Data records:
Segment Open
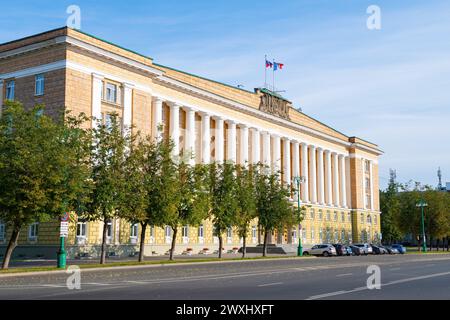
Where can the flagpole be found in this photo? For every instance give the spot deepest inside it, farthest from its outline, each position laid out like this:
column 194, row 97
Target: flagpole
column 265, row 71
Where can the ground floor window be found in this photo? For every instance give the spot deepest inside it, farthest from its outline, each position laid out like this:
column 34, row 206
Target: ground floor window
column 33, row 231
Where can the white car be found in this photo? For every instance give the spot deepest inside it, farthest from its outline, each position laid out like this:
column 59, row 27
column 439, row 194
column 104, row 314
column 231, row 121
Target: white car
column 325, row 250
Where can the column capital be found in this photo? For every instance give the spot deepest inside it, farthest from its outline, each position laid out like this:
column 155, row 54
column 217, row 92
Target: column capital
column 98, row 76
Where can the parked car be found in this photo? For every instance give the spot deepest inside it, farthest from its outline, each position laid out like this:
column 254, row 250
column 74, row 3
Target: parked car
column 340, row 249
column 400, row 248
column 365, row 247
column 357, row 251
column 391, row 250
column 325, row 250
column 349, row 251
column 378, row 249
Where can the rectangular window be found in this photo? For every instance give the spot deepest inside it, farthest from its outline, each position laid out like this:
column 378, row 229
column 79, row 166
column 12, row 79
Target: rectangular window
column 134, row 230
column 39, row 85
column 81, row 229
column 10, row 90
column 111, row 92
column 185, row 231
column 33, row 231
column 2, row 231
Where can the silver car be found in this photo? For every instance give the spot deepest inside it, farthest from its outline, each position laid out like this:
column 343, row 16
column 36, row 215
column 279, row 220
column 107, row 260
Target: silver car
column 325, row 250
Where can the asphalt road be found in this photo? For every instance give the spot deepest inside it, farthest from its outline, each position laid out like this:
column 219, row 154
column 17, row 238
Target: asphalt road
column 402, row 277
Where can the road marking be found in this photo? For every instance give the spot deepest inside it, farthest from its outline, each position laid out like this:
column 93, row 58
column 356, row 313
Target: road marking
column 344, row 274
column 342, row 292
column 270, row 284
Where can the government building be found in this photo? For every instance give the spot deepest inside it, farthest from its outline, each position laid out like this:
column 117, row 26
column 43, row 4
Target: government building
column 67, row 68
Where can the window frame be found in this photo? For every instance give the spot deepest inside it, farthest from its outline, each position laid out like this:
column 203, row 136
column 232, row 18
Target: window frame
column 39, row 78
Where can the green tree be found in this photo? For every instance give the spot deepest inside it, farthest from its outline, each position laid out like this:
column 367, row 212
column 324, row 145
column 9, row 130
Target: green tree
column 224, row 202
column 272, row 204
column 43, row 168
column 108, row 161
column 246, row 204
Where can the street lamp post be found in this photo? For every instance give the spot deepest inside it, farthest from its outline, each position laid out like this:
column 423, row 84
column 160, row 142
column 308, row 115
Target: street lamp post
column 298, row 180
column 423, row 204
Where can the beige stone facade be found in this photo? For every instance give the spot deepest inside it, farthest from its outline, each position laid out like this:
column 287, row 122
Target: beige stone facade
column 215, row 121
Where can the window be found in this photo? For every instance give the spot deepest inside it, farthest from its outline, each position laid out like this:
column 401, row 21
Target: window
column 2, row 231
column 134, row 230
column 109, row 229
column 39, row 85
column 81, row 229
column 10, row 90
column 185, row 231
column 33, row 231
column 168, row 231
column 111, row 92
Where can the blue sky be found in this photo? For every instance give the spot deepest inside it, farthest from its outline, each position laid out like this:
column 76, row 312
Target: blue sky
column 388, row 86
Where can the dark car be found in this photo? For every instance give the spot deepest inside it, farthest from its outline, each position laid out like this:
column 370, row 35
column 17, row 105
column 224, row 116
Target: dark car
column 357, row 251
column 349, row 251
column 378, row 249
column 340, row 249
column 401, row 249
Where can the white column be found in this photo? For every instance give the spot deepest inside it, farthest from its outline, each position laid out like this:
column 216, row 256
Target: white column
column 320, row 176
column 305, row 185
column 157, row 118
column 343, row 181
column 287, row 161
column 256, row 143
column 371, row 184
column 335, row 180
column 363, row 165
column 348, row 182
column 312, row 173
column 276, row 153
column 127, row 107
column 219, row 140
column 189, row 139
column 328, row 192
column 174, row 127
column 244, row 144
column 266, row 148
column 206, row 138
column 1, row 97
column 96, row 98
column 231, row 141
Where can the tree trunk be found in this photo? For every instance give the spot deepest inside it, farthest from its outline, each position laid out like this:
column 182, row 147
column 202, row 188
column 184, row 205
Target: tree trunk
column 265, row 243
column 12, row 244
column 105, row 233
column 174, row 240
column 142, row 243
column 220, row 246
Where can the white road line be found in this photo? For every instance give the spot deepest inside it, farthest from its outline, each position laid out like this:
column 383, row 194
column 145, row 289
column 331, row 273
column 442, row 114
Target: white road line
column 344, row 275
column 337, row 293
column 270, row 284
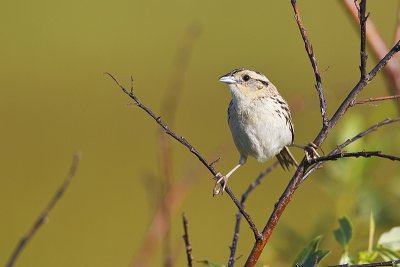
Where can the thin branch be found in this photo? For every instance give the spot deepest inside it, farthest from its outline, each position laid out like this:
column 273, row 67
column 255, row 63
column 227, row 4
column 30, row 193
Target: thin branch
column 375, row 99
column 351, row 140
column 193, row 150
column 364, row 154
column 168, row 108
column 313, row 60
column 378, row 47
column 384, row 263
column 238, row 216
column 363, row 54
column 188, row 247
column 43, row 217
column 297, row 178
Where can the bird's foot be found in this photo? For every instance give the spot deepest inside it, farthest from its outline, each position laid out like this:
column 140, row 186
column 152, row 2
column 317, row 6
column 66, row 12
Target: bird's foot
column 220, row 184
column 311, row 151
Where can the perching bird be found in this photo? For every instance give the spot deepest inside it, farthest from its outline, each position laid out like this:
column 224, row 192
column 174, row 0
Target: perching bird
column 259, row 119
Segment Closed
What the task asks:
From the entries above, return exactly the line containing "column 194, row 97", the line containing "Where can the white car", and all lines between, and nothing else.

Result for this exercise:
column 194, row 97
Target: flagpole
column 265, row 71
Where can the ground floor window be found in this photo? For every instance give the spot deepest inside it, farthest from its outline, each position laid out like this:
column 34, row 206
Target: ground floor window
column 33, row 231
Where can the white car be found in this photo? For every instance give the spot deepest inside it, farthest from its outline, each position laid out like this:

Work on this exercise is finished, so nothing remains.